-------- Material

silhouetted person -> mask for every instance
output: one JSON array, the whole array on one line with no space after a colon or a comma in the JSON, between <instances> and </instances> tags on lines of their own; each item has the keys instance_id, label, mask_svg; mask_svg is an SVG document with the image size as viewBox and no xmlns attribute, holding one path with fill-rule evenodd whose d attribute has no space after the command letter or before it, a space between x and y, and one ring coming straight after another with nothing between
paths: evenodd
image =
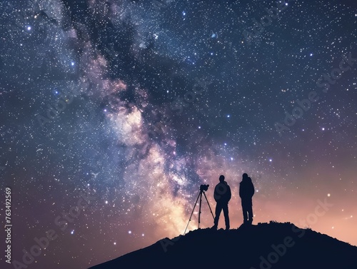
<instances>
[{"instance_id":1,"label":"silhouetted person","mask_svg":"<svg viewBox=\"0 0 357 269\"><path fill-rule=\"evenodd\" d=\"M251 198L254 195L254 186L251 178L244 173L242 181L239 183L239 196L242 201L243 223L251 224L253 222L253 203Z\"/></svg>"},{"instance_id":2,"label":"silhouetted person","mask_svg":"<svg viewBox=\"0 0 357 269\"><path fill-rule=\"evenodd\" d=\"M228 183L224 181L224 176L219 176L219 183L214 188L214 200L217 202L216 205L216 218L214 218L214 225L213 229L216 230L218 225L219 215L221 211L223 210L224 220L226 221L226 230L229 230L229 216L228 215L228 202L231 200L231 188Z\"/></svg>"}]
</instances>

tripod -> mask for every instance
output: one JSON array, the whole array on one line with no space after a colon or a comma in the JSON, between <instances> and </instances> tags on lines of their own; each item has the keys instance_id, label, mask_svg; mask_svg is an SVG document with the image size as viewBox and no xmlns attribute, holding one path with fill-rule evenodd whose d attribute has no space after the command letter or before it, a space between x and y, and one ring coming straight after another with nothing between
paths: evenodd
<instances>
[{"instance_id":1,"label":"tripod","mask_svg":"<svg viewBox=\"0 0 357 269\"><path fill-rule=\"evenodd\" d=\"M196 199L196 202L195 202L195 204L193 205L193 209L192 210L192 212L191 213L190 219L188 220L188 223L187 223L187 226L186 226L185 233L183 233L183 235L186 235L186 231L187 230L187 227L188 227L188 224L190 223L191 219L192 218L192 214L193 213L193 211L195 210L196 205L197 204L197 201L198 201L198 198L200 198L200 207L199 207L199 211L198 211L198 229L200 228L201 205L202 204L202 194L203 194L204 198L206 198L206 201L207 201L207 204L208 205L209 210L211 210L211 214L212 214L212 217L213 218L213 220L214 220L214 215L213 215L213 213L212 213L212 209L211 209L211 205L209 205L208 201L207 200L207 196L206 196L206 193L205 193L205 191L203 190L203 188L201 188L200 192L198 193L198 196L197 196L197 199Z\"/></svg>"}]
</instances>

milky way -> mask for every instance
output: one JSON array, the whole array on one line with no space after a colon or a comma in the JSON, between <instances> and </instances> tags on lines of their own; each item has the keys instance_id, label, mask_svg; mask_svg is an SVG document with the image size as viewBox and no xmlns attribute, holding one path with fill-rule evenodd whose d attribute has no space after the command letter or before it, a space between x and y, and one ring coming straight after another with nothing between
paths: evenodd
<instances>
[{"instance_id":1,"label":"milky way","mask_svg":"<svg viewBox=\"0 0 357 269\"><path fill-rule=\"evenodd\" d=\"M355 1L0 10L13 261L48 230L55 239L29 268L86 268L182 234L201 184L214 209L221 174L236 228L243 173L256 224L289 221L357 245ZM203 201L201 226L211 217ZM198 206L188 230L197 225Z\"/></svg>"}]
</instances>

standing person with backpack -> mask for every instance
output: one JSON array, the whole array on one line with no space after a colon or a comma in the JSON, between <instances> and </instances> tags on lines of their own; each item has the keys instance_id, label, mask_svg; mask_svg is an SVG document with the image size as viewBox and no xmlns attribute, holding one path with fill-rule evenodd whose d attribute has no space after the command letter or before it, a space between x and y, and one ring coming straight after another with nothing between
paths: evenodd
<instances>
[{"instance_id":1,"label":"standing person with backpack","mask_svg":"<svg viewBox=\"0 0 357 269\"><path fill-rule=\"evenodd\" d=\"M224 220L226 221L226 230L229 230L229 216L228 213L228 202L231 200L231 188L226 181L224 181L224 176L219 176L219 183L214 188L214 200L217 202L216 205L216 218L214 218L214 225L212 229L217 230L218 225L219 215L221 211L223 211Z\"/></svg>"},{"instance_id":2,"label":"standing person with backpack","mask_svg":"<svg viewBox=\"0 0 357 269\"><path fill-rule=\"evenodd\" d=\"M242 181L239 183L239 196L242 202L243 224L251 224L253 222L252 197L254 195L254 186L251 178L244 173Z\"/></svg>"}]
</instances>

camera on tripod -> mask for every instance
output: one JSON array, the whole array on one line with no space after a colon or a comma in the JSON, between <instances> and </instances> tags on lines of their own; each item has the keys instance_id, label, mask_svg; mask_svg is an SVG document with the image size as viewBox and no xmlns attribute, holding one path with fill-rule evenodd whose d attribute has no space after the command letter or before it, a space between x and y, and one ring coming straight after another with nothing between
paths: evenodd
<instances>
[{"instance_id":1,"label":"camera on tripod","mask_svg":"<svg viewBox=\"0 0 357 269\"><path fill-rule=\"evenodd\" d=\"M190 223L191 219L192 218L192 214L193 214L193 211L195 210L196 205L197 204L197 201L198 201L198 198L200 199L200 207L198 209L198 229L200 228L200 223L201 223L201 205L202 204L202 194L203 194L204 198L206 198L206 201L207 202L207 204L208 205L209 210L211 210L211 214L212 214L212 217L213 218L214 220L214 215L213 213L212 212L212 209L211 208L211 205L209 205L208 201L207 200L207 196L206 196L206 193L205 191L207 191L208 189L209 185L205 185L202 184L200 186L200 192L198 193L198 196L197 196L197 199L196 199L196 203L193 205L193 209L192 210L192 212L191 213L190 215L190 219L188 220L188 223L187 223L187 226L186 226L185 232L183 233L183 235L186 235L186 231L187 230L187 228L188 227L188 224Z\"/></svg>"},{"instance_id":2,"label":"camera on tripod","mask_svg":"<svg viewBox=\"0 0 357 269\"><path fill-rule=\"evenodd\" d=\"M209 187L209 185L202 184L200 186L200 191L207 191L207 190L208 189L208 187Z\"/></svg>"}]
</instances>

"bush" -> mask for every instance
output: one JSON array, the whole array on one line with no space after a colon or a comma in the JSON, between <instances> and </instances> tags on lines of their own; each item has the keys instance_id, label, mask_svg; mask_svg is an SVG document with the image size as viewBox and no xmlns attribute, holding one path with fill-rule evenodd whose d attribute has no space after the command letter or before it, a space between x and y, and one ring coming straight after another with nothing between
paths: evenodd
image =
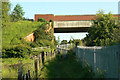
<instances>
[{"instance_id":1,"label":"bush","mask_svg":"<svg viewBox=\"0 0 120 80\"><path fill-rule=\"evenodd\" d=\"M27 58L30 53L30 48L17 46L9 49L4 49L2 52L2 58Z\"/></svg>"},{"instance_id":2,"label":"bush","mask_svg":"<svg viewBox=\"0 0 120 80\"><path fill-rule=\"evenodd\" d=\"M38 22L48 22L47 20L45 20L44 18L39 18Z\"/></svg>"}]
</instances>

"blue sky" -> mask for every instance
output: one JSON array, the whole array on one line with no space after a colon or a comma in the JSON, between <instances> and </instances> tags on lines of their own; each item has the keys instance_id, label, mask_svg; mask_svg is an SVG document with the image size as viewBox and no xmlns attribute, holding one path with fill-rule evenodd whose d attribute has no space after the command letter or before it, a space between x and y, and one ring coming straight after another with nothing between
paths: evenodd
<instances>
[{"instance_id":1,"label":"blue sky","mask_svg":"<svg viewBox=\"0 0 120 80\"><path fill-rule=\"evenodd\" d=\"M118 14L118 2L13 2L10 1L13 9L17 3L23 7L24 17L34 19L35 14L54 14L54 15L85 15L96 14L103 9L105 13L112 12ZM68 40L71 36L74 39L82 39L87 33L55 33L60 40Z\"/></svg>"}]
</instances>

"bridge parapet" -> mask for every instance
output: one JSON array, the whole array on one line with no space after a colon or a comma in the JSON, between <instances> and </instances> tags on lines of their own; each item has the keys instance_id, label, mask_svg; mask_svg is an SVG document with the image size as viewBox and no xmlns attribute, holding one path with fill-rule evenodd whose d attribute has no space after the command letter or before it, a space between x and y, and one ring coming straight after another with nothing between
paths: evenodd
<instances>
[{"instance_id":1,"label":"bridge parapet","mask_svg":"<svg viewBox=\"0 0 120 80\"><path fill-rule=\"evenodd\" d=\"M92 21L54 21L54 28L91 27Z\"/></svg>"}]
</instances>

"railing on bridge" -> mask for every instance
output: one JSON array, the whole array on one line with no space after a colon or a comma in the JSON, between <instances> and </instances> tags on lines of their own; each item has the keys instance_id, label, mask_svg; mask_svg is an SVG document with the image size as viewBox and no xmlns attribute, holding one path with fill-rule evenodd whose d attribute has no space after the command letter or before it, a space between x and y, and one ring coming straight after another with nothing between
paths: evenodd
<instances>
[{"instance_id":1,"label":"railing on bridge","mask_svg":"<svg viewBox=\"0 0 120 80\"><path fill-rule=\"evenodd\" d=\"M100 70L105 78L120 79L120 45L109 47L81 47L75 48L76 57L80 62L92 66L97 72Z\"/></svg>"}]
</instances>

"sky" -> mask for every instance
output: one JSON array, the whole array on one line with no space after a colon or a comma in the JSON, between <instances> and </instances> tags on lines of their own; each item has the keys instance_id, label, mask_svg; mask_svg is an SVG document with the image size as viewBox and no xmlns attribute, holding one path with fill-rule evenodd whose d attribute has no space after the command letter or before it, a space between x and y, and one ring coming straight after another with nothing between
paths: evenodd
<instances>
[{"instance_id":1,"label":"sky","mask_svg":"<svg viewBox=\"0 0 120 80\"><path fill-rule=\"evenodd\" d=\"M21 2L20 2L21 1ZM34 19L35 14L54 14L54 15L89 15L96 14L98 10L103 9L105 13L112 12L118 14L118 1L117 0L10 0L12 6L11 10L19 3L25 12L24 17ZM60 37L60 41L69 41L71 37L74 39L83 39L86 33L54 33L55 37Z\"/></svg>"}]
</instances>

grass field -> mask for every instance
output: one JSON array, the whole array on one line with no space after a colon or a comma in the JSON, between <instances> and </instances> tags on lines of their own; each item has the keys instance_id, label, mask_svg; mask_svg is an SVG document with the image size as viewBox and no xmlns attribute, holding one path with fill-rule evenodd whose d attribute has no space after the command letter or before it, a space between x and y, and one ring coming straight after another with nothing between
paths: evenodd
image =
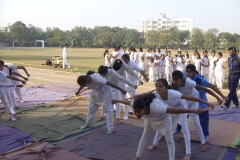
<instances>
[{"instance_id":1,"label":"grass field","mask_svg":"<svg viewBox=\"0 0 240 160\"><path fill-rule=\"evenodd\" d=\"M79 69L80 73L88 70L97 71L100 65L104 65L103 52L104 48L68 48L69 62L72 68ZM111 49L110 49L111 51ZM144 53L146 53L146 49ZM171 50L172 55L177 53L177 50ZM199 51L201 53L201 51ZM223 57L227 58L228 52L221 51ZM189 51L190 57L193 51ZM209 53L210 56L211 53ZM46 60L52 59L54 56L62 56L62 48L0 48L0 59L4 62L11 62L16 65L23 65L25 67L45 68L50 70L64 70L71 72L71 69L51 68L50 66L42 65ZM225 73L224 88L227 87L228 71Z\"/></svg>"}]
</instances>

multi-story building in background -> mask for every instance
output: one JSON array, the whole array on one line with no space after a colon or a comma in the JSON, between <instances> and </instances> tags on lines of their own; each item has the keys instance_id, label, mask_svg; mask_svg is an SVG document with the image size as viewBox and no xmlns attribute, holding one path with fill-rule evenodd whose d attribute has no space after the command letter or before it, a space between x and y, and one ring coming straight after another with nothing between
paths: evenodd
<instances>
[{"instance_id":1,"label":"multi-story building in background","mask_svg":"<svg viewBox=\"0 0 240 160\"><path fill-rule=\"evenodd\" d=\"M158 18L142 19L140 31L146 33L150 30L168 30L171 27L191 32L193 29L193 18L167 18L165 13L160 13Z\"/></svg>"}]
</instances>

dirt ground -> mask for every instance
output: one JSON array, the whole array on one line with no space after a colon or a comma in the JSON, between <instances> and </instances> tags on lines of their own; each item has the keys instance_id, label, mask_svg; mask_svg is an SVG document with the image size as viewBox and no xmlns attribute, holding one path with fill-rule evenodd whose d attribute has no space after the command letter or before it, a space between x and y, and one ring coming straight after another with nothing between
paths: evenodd
<instances>
[{"instance_id":1,"label":"dirt ground","mask_svg":"<svg viewBox=\"0 0 240 160\"><path fill-rule=\"evenodd\" d=\"M69 84L76 84L77 77L80 75L79 73L70 73L63 71L52 71L48 69L39 69L27 67L29 74L31 75L27 85L24 87L31 87L41 84L50 84L57 82L64 82ZM20 74L25 75L23 71L20 71ZM66 86L67 87L67 86ZM77 91L78 88L76 88ZM154 89L154 83L144 83L142 86L139 86L137 89L137 93L144 93ZM227 96L228 91L222 91L224 95ZM238 93L238 96L240 93ZM212 96L208 96L209 102L216 102L215 98ZM63 107L68 110L72 110L78 113L87 114L88 109L88 99L80 98L80 97L71 97L66 100L60 100L56 102L52 102L52 104ZM100 115L100 110L96 114L97 117ZM123 116L123 109L121 117Z\"/></svg>"}]
</instances>

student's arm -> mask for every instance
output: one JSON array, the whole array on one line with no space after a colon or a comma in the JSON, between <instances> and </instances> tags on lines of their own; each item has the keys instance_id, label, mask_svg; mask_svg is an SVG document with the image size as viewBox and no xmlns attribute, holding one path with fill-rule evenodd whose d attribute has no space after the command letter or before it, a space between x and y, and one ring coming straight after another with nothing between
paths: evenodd
<instances>
[{"instance_id":1,"label":"student's arm","mask_svg":"<svg viewBox=\"0 0 240 160\"><path fill-rule=\"evenodd\" d=\"M192 97L192 96L187 96L187 95L184 95L184 94L182 94L181 99L186 99L186 100L189 100L189 101L195 101L195 102L204 103L204 104L208 105L209 107L214 106L213 104L208 103L208 102L206 102L206 101L203 101L203 100L201 100L201 99L199 99L199 98Z\"/></svg>"},{"instance_id":2,"label":"student's arm","mask_svg":"<svg viewBox=\"0 0 240 160\"><path fill-rule=\"evenodd\" d=\"M15 81L20 81L22 82L22 84L26 84L25 81L21 80L21 79L18 79L18 78L15 78L15 77L11 77L11 76L7 76L8 79L12 79L12 80L15 80Z\"/></svg>"},{"instance_id":3,"label":"student's arm","mask_svg":"<svg viewBox=\"0 0 240 160\"><path fill-rule=\"evenodd\" d=\"M111 87L113 87L113 88L116 88L116 89L118 89L119 91L121 91L121 92L122 92L122 94L123 94L123 95L125 95L125 94L127 93L127 91L126 91L126 90L124 90L124 89L120 88L119 86L117 86L117 85L113 84L112 82L109 82L109 81L107 81L106 85L108 85L108 86L111 86Z\"/></svg>"},{"instance_id":4,"label":"student's arm","mask_svg":"<svg viewBox=\"0 0 240 160\"><path fill-rule=\"evenodd\" d=\"M166 113L170 114L181 114L181 113L196 113L196 114L201 114L202 109L182 109L182 108L167 108Z\"/></svg>"},{"instance_id":5,"label":"student's arm","mask_svg":"<svg viewBox=\"0 0 240 160\"><path fill-rule=\"evenodd\" d=\"M211 88L212 90L214 90L214 92L216 92L218 95L220 95L224 101L226 101L226 100L228 99L226 96L224 96L224 95L222 94L222 92L221 92L215 85L213 85L213 84L210 83L210 85L208 86L208 88Z\"/></svg>"},{"instance_id":6,"label":"student's arm","mask_svg":"<svg viewBox=\"0 0 240 160\"><path fill-rule=\"evenodd\" d=\"M15 75L17 75L17 76L19 76L19 77L22 77L23 79L25 79L25 81L28 81L28 78L22 76L21 74L19 74L19 73L17 73L17 72L12 72L12 74L15 74Z\"/></svg>"},{"instance_id":7,"label":"student's arm","mask_svg":"<svg viewBox=\"0 0 240 160\"><path fill-rule=\"evenodd\" d=\"M207 88L205 88L205 87L202 87L202 86L200 86L200 85L198 85L198 84L196 84L196 89L200 89L200 90L202 90L202 91L207 92L208 94L210 94L210 95L212 95L213 97L215 97L220 104L222 103L222 100L221 100L213 91L211 91L210 89L207 89Z\"/></svg>"},{"instance_id":8,"label":"student's arm","mask_svg":"<svg viewBox=\"0 0 240 160\"><path fill-rule=\"evenodd\" d=\"M27 69L24 66L17 66L17 69L23 69L27 76L30 77L30 74L28 73Z\"/></svg>"}]
</instances>

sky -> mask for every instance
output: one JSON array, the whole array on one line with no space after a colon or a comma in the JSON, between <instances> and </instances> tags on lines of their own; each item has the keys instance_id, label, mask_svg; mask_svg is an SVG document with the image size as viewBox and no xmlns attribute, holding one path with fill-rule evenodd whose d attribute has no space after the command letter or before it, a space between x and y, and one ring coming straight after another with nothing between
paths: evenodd
<instances>
[{"instance_id":1,"label":"sky","mask_svg":"<svg viewBox=\"0 0 240 160\"><path fill-rule=\"evenodd\" d=\"M0 0L0 27L22 21L36 27L127 27L140 31L141 19L193 18L194 28L240 34L240 0Z\"/></svg>"}]
</instances>

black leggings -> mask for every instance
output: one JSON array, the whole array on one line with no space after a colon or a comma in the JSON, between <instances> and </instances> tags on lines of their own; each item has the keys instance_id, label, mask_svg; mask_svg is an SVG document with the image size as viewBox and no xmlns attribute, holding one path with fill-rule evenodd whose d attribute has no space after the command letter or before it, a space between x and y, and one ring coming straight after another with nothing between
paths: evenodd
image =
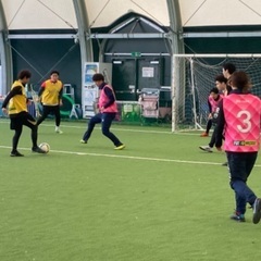
<instances>
[{"instance_id":1,"label":"black leggings","mask_svg":"<svg viewBox=\"0 0 261 261\"><path fill-rule=\"evenodd\" d=\"M44 105L42 115L38 119L37 125L40 125L50 113L54 114L55 125L60 126L61 123L60 105Z\"/></svg>"}]
</instances>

----------------

## What is required
Locate each line in the material that includes the string "leggings" and copy those lines out. Case counts.

## Response below
black leggings -> mask for every instance
[{"instance_id":1,"label":"black leggings","mask_svg":"<svg viewBox=\"0 0 261 261\"><path fill-rule=\"evenodd\" d=\"M44 105L42 115L38 119L37 125L40 125L50 113L54 114L55 125L60 126L61 123L60 105Z\"/></svg>"}]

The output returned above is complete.